**What is asked:** Please collect every line in the data below that contains the word "instance", copying each one in full.
>> start Data lines
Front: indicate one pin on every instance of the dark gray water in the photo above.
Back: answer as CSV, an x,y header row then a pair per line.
>> end Data lines
>> start Data lines
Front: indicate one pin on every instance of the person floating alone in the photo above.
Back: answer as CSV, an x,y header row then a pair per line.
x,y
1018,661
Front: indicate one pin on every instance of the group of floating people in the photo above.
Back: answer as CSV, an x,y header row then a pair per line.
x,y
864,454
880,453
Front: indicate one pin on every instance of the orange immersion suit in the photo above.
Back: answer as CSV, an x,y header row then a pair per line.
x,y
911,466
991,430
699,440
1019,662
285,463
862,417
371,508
>> end Data lines
**Finished exercise:**
Front: indicate one pin on every instance of the dark gray water in the photo above.
Front: indicate one pin on every instance of the person floating alone in the photo above.
Front: indicate one pin on every instance of the group of floating people in the photo above.
Front: indicate one pin on every instance of the orange immersion suit in the photo above.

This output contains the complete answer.